WHAT TO PRODUCE: Duplicate the part of the collection entries that opens with the line containing "TARGET = paved footpath" and runs through the end of the collection entries.

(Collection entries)

• • • •

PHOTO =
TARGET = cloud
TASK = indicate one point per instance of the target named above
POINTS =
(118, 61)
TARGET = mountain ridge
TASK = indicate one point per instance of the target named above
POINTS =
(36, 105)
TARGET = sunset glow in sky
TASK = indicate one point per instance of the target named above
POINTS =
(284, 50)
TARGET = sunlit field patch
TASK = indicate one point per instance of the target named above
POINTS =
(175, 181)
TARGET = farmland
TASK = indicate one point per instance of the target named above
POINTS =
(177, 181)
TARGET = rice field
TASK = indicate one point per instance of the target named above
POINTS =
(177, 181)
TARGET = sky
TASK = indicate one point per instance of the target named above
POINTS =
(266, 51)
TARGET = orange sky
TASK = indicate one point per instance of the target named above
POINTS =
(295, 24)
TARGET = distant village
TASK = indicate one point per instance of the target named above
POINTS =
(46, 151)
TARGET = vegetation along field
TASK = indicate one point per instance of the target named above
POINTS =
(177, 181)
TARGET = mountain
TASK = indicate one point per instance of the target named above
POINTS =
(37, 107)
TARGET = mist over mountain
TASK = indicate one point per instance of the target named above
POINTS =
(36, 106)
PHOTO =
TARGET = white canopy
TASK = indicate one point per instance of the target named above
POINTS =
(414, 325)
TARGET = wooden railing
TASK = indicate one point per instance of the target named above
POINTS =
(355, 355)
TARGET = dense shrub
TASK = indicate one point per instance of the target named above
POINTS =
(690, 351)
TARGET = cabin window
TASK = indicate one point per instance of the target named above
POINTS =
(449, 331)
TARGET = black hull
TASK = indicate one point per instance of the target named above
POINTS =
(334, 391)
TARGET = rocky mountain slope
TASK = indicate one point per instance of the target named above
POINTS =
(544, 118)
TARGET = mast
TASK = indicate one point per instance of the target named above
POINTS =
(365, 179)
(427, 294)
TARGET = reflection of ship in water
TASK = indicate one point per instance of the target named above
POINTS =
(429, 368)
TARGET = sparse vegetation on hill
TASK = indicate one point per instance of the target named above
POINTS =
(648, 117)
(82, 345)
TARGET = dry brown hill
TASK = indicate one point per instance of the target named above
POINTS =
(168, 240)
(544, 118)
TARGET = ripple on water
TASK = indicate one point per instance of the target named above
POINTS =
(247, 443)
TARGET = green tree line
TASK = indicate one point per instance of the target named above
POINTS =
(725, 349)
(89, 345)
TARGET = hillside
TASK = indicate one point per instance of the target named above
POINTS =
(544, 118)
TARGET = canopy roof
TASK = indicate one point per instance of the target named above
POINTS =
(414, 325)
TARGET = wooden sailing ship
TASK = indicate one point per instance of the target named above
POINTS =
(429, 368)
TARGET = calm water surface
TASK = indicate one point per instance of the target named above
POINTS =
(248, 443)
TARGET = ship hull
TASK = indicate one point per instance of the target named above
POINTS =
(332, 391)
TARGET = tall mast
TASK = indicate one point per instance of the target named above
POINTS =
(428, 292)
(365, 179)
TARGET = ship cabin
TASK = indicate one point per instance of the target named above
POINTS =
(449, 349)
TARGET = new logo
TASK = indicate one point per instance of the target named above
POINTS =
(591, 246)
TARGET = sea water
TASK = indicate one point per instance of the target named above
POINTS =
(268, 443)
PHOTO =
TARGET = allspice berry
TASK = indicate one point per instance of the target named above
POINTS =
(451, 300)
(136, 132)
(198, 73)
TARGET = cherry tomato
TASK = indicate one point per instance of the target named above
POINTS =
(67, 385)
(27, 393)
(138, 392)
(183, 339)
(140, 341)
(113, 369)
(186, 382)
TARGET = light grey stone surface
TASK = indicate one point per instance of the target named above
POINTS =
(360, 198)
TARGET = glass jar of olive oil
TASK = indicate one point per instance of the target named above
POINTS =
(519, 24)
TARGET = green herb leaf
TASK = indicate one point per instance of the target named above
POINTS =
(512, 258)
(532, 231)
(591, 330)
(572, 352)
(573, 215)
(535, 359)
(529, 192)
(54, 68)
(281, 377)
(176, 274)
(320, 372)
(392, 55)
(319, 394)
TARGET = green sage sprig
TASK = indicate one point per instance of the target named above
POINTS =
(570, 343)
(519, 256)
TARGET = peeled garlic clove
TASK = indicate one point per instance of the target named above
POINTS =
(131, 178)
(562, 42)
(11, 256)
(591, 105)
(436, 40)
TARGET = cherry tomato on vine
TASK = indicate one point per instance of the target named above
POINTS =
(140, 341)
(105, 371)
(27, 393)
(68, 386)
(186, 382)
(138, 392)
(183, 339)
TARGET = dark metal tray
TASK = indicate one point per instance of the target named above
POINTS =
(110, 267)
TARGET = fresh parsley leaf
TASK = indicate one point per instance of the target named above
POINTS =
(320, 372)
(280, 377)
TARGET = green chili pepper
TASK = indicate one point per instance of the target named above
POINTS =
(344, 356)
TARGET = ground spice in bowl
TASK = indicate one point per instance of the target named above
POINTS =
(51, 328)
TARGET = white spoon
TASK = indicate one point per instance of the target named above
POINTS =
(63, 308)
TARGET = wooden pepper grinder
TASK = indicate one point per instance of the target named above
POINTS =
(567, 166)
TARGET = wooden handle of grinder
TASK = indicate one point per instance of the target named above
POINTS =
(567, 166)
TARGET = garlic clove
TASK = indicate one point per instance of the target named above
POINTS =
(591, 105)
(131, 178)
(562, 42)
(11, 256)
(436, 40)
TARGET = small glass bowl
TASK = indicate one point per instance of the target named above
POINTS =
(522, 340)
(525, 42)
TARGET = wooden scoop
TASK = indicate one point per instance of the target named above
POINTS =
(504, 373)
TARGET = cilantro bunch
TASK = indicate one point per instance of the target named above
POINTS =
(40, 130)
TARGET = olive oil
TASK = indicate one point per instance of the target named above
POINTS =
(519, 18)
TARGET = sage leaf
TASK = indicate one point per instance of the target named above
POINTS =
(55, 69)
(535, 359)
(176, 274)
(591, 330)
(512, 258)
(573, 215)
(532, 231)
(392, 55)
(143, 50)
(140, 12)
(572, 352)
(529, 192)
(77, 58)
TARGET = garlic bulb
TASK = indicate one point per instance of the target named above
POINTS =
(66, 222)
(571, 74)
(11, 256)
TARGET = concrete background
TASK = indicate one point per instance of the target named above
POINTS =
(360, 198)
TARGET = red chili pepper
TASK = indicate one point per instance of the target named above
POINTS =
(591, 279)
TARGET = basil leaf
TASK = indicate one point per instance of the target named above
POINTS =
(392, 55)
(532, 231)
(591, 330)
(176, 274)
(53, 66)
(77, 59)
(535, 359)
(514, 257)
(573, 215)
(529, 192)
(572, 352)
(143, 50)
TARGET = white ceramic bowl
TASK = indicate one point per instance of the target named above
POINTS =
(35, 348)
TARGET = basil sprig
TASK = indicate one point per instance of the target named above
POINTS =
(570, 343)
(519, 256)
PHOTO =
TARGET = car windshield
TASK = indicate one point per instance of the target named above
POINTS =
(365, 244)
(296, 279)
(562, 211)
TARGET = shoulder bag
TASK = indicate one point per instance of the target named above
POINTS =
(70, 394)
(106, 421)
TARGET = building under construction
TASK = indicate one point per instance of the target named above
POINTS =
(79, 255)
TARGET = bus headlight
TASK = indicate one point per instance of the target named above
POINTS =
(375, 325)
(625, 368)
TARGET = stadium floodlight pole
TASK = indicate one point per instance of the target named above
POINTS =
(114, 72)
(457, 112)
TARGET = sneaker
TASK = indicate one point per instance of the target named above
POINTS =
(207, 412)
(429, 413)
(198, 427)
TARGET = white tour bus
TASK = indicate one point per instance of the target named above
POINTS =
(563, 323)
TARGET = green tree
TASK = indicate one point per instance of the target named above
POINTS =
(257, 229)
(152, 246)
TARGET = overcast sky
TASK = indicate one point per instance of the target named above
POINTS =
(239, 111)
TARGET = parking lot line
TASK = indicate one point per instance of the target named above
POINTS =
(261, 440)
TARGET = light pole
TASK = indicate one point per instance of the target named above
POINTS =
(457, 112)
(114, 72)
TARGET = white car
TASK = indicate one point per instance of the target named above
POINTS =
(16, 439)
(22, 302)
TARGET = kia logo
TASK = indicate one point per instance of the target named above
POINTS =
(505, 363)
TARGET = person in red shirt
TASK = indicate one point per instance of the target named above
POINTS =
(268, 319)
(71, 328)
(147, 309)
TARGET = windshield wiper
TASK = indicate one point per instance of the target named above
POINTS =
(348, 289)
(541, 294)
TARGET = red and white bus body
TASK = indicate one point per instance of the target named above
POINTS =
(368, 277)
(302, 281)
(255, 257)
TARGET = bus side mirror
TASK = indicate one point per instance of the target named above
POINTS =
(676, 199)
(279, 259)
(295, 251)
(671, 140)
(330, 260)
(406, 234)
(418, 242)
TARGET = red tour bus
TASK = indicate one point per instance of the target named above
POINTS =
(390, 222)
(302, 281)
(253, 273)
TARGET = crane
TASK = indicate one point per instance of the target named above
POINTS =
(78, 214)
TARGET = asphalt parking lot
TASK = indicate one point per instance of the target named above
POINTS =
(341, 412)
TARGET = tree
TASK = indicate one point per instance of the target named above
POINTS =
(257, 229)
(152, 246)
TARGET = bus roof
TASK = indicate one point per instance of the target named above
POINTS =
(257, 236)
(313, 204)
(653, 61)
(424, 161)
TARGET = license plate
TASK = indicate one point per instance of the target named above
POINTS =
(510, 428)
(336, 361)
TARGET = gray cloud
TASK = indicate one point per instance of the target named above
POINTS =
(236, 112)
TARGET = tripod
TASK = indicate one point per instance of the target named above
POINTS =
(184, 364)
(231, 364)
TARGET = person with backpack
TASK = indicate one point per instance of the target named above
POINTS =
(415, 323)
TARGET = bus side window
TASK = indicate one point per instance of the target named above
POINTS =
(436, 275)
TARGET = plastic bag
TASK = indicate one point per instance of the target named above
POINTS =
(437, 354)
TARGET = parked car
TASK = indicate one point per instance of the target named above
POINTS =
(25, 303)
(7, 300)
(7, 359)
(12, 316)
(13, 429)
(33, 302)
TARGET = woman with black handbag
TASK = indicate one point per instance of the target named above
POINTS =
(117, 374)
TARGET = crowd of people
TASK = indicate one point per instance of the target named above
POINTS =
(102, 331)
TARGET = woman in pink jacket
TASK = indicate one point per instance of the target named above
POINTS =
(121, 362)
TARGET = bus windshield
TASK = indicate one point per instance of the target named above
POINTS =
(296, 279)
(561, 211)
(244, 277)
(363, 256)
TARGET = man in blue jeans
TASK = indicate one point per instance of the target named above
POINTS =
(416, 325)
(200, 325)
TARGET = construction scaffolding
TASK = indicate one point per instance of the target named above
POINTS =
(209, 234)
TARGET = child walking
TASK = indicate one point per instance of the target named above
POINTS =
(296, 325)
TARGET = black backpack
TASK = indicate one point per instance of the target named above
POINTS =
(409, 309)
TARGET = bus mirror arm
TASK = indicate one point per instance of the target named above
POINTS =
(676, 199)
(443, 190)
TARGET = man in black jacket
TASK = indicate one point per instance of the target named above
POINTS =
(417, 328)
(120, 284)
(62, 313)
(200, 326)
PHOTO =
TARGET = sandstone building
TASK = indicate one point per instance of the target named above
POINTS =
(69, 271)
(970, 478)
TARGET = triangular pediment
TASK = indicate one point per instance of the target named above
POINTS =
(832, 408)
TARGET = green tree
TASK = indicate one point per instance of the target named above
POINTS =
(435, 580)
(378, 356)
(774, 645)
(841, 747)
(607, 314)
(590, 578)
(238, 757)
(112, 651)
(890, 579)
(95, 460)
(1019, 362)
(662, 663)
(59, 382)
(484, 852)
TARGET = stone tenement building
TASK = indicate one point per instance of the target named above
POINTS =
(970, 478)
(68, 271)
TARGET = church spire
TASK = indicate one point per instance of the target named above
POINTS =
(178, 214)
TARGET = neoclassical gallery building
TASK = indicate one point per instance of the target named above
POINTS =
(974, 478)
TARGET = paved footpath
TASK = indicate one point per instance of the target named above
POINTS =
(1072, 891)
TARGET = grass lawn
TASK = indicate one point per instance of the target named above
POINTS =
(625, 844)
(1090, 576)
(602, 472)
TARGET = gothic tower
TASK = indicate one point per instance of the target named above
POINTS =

• • • •

SOLUTION TO THIS EXERCISE:
TARGET = paved footpath
TASK = indicate one point per instance of the target named above
POINTS =
(1072, 891)
TARGET = grass lawn
TASK = indicate one point per instance of the target named above
POINTS =
(625, 844)
(1090, 576)
(602, 472)
TARGET = gothic tower
TASK = indicate one point per instance of the target named above
POINTS =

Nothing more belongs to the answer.